Trecho fornecido:
>>>

No entanto, cabe destacar, ainda, que a ocorrência das expressões idiomáticas é mais frequente nas manchetes das notícias (55,61%), pelo fato de as expressões idiomáticas, enquanto estruturas da linguagem popular, serem responsáveis pela ênfase que se dá ao fato noticiado. Por intermédio das manchetes, é possível perceber a que fatos e aspectos o jornal dá importância, de acordo com o perfil e a realidade do seu público-alvo. É característica do jornal Super dar um caráter pessoal à reportagem. Através da personalização, é possível contar a vida de alguém ou do povo, tornando a notícia próxima ao leitor. O título já aponta para a singularização, considerando que os jornalistas precisam garantir nas redações que a imprensa popular faça jornalismo e se democratize.
                  Os dados mostram que a maior parte das EIs apresentadas no nosso corpus podem ser consideradas unidades semi-fixas, ou seja, das 187 expressões analisadas, 75,93% (142) dessas EIs sofreram algum tipo de variação lexical ou de flexão verbal em sua estrutura. Ora, se o maior número das EIs encontradas no corpus são consideradas semi-fixas, o grau de fixidez dessas unidades tende a ser menor. Pelo fato de as expressões idiomáticas serem constituídas por vários elementos lexicais, elas ensejam grandes possibilidades de variação, o que relativiza a sua invariabilidade. Porém, há que se considerar que alguns casos permitem adaptações sintáticas, embora sejam variações bastante limitadas.
Quadro 01- Produtividade no nível sintático
Soltinha na pista
Desde que terminou com o futuro presidente da CBF, Marco Polo Del Nero, CAROL MUNIZ ficou soltinha na pista. Após posar para o Paparazzo então, ela tem feito ainda mais sucesso. (Jornal Super Notícia. Belo Horizonte, ano 13, 28 de novembro de 2014, p.16. Caderno de Variedades).
Estar na pista 1 Gír. Estar disponível para ficar (12) com alguém ou à procura de romance, ger. sem compromisso. Disponível em < http://www.aulete.com.br/pista#ixzz3NKWEA75Q>Acesso em 26 de dez.2014.

Na composição das EIs, um item lexical pode ser substituído por outro, desde que o valor semântico seja semelhante. Trata-se da variação por permuta verbal. No nosso corpus, encontramos apenas 2 (dois) casos de permuta verbal para a unidade sair do armário, conforme exibe o quadro abaixo:
Quadro 02- Variações das Expressões idiomáticas- Permuta verbal

TIPO DE VARIAÇÃO
EXEMPLOS

PERMUTA VERBAL
1. Arrombou o armário
Wentworth Miller, astro da série norte-americana “Prison Break”, assumiu ser gay em uma carta enviada para a organização do Festival de Cinema Internacional de São Petersburgo. (Jornal Super Notícia, 18/11/2014)
2. Tirar o bofe do armário (Expressão livre)-Será que ela quis tirar o bofe do armário à força? (Jornal Super Notícia,18/11/2014).

<<<

Material fornecido:

>>>

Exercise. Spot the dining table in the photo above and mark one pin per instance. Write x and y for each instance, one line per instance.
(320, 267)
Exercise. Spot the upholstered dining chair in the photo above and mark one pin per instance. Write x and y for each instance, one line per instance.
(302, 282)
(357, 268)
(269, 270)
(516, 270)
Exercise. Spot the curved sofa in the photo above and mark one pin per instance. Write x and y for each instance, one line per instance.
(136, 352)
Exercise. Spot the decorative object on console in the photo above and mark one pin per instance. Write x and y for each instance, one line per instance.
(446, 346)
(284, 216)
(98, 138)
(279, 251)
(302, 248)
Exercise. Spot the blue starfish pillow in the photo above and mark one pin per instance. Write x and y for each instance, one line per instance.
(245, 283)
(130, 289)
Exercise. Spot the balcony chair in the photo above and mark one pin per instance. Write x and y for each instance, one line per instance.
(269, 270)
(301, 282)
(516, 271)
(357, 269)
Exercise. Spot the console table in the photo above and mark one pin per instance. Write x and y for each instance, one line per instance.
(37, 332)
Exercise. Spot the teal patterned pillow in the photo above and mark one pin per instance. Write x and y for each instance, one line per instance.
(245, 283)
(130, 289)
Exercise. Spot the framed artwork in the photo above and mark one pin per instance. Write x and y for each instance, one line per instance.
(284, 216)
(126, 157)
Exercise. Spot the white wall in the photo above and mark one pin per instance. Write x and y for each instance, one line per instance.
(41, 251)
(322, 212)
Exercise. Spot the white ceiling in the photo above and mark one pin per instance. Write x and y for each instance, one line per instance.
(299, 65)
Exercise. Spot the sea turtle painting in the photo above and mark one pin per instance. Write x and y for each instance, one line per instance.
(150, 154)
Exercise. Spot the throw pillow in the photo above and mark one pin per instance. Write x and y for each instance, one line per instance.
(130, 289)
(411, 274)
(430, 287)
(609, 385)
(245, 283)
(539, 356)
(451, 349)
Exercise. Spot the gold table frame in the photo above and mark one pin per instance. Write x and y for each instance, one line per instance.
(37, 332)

<<<

Descrição da tarefa: Transcreva do trecho sobre expressões idiomáticas a parte que começa em "Na composição das" e termina em "Super Notícia, 18/11/2014)". A listagem não guarda relação alguma com o trecho.

Resposta do exercício:
Na composição das EIs, um item lexical pode ser substituído por outro, desde que o valor semântico seja semelhante. Trata-se da variação por permuta verbal. No nosso corpus, encontramos apenas 2 (dois) casos de permuta verbal para a unidade sair do armário, conforme exibe o quadro abaixo:
Quadro 02- Variações das Expressões idiomáticas- Permuta verbal

TIPO DE VARIAÇÃO
EXEMPLOS

PERMUTA VERBAL
1. Arrombou o armário
Wentworth Miller, astro da série norte-americana “Prison Break”, assumiu ser gay em uma carta enviada para a organização do Festival de Cinema Internacional de São Petersburgo. (Jornal Super Notícia, 18/11/2014)